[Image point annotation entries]
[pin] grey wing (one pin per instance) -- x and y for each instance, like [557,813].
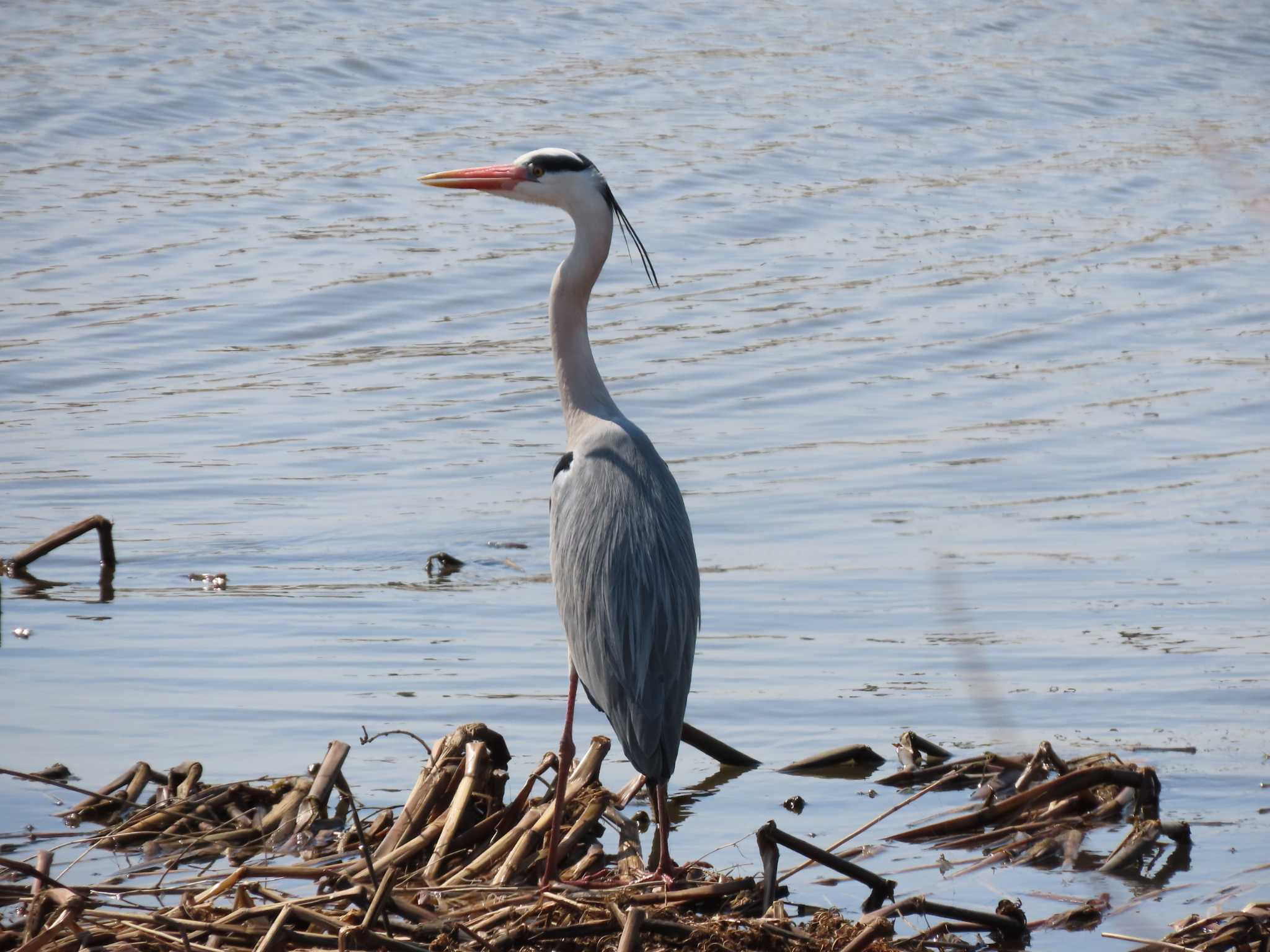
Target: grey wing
[628,589]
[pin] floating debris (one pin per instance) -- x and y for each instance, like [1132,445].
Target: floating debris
[17,566]
[446,564]
[211,580]
[854,756]
[1249,928]
[272,866]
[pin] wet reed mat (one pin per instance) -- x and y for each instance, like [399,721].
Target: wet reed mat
[291,862]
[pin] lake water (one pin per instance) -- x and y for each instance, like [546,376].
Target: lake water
[962,359]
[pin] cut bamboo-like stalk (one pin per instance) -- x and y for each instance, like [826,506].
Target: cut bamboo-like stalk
[860,754]
[1139,839]
[626,794]
[380,897]
[104,539]
[324,781]
[95,803]
[475,770]
[629,941]
[716,748]
[429,788]
[275,933]
[630,856]
[582,826]
[879,886]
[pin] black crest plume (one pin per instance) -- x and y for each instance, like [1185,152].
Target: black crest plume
[628,229]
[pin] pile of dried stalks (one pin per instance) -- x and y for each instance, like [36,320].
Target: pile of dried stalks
[458,866]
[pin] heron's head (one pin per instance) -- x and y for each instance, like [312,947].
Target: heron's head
[556,177]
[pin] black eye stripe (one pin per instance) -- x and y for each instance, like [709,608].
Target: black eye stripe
[557,162]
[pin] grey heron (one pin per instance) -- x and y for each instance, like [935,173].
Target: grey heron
[623,560]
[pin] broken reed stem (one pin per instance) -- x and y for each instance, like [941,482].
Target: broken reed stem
[878,819]
[104,537]
[629,941]
[475,770]
[716,748]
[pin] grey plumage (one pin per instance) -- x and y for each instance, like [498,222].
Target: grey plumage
[623,560]
[628,588]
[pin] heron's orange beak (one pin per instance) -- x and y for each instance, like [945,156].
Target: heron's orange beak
[487,178]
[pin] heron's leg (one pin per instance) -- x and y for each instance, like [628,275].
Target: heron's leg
[566,763]
[666,867]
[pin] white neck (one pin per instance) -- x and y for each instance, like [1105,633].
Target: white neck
[584,395]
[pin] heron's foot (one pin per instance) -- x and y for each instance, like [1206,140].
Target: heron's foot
[601,879]
[667,871]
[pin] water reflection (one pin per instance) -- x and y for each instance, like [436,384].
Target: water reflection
[43,589]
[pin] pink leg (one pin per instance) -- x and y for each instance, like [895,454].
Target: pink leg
[567,752]
[666,866]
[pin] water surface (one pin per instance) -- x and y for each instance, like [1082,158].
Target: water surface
[962,361]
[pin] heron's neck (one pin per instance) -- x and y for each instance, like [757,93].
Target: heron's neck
[584,395]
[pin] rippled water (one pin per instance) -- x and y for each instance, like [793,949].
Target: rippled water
[962,361]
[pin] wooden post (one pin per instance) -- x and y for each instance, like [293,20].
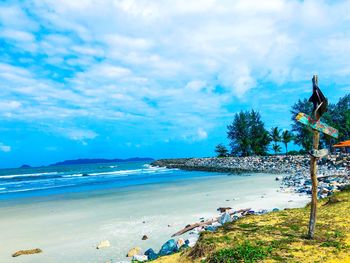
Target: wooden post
[313,173]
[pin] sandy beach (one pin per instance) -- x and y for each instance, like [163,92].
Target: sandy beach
[68,227]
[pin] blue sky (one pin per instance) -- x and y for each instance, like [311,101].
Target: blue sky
[157,78]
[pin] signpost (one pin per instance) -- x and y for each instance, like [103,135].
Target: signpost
[320,107]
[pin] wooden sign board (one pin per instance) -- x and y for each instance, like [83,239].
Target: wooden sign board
[317,125]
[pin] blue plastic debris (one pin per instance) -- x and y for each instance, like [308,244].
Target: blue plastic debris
[151,254]
[168,248]
[225,218]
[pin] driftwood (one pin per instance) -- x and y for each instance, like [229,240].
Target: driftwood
[208,222]
[27,252]
[331,175]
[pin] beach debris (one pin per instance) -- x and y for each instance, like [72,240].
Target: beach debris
[103,244]
[191,241]
[225,218]
[168,248]
[134,251]
[151,254]
[27,252]
[140,258]
[208,222]
[180,242]
[318,153]
[223,209]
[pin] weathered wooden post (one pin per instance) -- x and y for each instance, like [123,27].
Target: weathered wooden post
[314,181]
[320,107]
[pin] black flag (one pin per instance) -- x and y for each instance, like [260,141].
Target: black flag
[318,99]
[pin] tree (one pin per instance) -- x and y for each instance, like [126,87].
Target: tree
[247,134]
[338,116]
[238,133]
[221,150]
[287,137]
[275,135]
[276,148]
[259,137]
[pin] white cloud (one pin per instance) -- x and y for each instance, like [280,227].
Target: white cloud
[78,134]
[201,134]
[4,148]
[172,65]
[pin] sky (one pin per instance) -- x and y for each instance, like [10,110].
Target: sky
[124,78]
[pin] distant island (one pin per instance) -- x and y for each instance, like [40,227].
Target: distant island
[93,161]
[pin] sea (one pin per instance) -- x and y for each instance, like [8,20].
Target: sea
[61,179]
[67,210]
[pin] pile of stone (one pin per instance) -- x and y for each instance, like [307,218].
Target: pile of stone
[172,246]
[168,248]
[333,171]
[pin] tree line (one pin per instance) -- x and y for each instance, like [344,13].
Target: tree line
[248,136]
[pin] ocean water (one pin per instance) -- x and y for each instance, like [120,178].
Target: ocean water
[67,210]
[44,181]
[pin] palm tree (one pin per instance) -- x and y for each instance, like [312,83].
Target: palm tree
[275,135]
[276,148]
[287,137]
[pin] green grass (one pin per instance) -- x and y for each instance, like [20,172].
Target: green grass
[245,252]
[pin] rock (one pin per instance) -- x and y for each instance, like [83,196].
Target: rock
[168,248]
[180,242]
[27,252]
[103,244]
[223,209]
[225,218]
[210,228]
[191,241]
[140,258]
[183,247]
[151,254]
[134,251]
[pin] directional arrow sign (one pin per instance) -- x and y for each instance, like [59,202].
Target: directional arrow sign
[317,125]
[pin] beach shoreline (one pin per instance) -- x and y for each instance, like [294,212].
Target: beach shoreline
[69,227]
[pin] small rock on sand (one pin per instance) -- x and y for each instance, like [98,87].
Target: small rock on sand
[223,209]
[103,244]
[134,251]
[140,258]
[27,252]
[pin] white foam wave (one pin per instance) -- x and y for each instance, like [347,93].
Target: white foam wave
[133,171]
[25,175]
[72,175]
[33,189]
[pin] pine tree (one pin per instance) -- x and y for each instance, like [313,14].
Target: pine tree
[287,137]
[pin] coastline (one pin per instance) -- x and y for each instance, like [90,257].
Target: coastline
[68,227]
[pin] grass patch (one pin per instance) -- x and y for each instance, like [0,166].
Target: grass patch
[245,252]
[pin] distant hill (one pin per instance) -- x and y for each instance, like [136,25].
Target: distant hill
[92,161]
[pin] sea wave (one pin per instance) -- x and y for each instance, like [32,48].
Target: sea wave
[34,189]
[10,176]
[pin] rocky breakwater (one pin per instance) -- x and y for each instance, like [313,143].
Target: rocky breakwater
[333,170]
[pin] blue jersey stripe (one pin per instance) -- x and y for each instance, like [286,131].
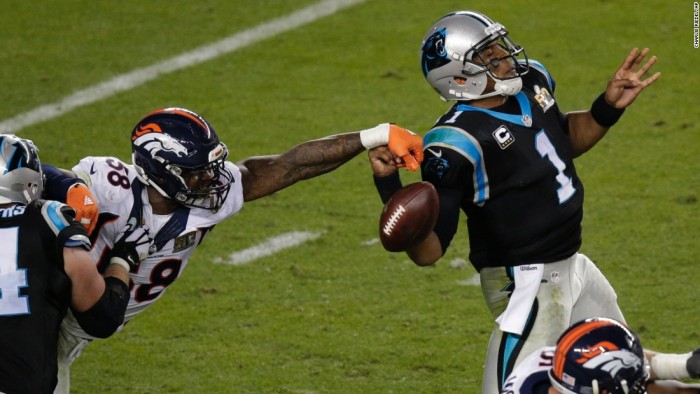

## Problem description
How many lines in the entries above contain the string "crest"? Case counts, so reply with the number only.

## Reply
2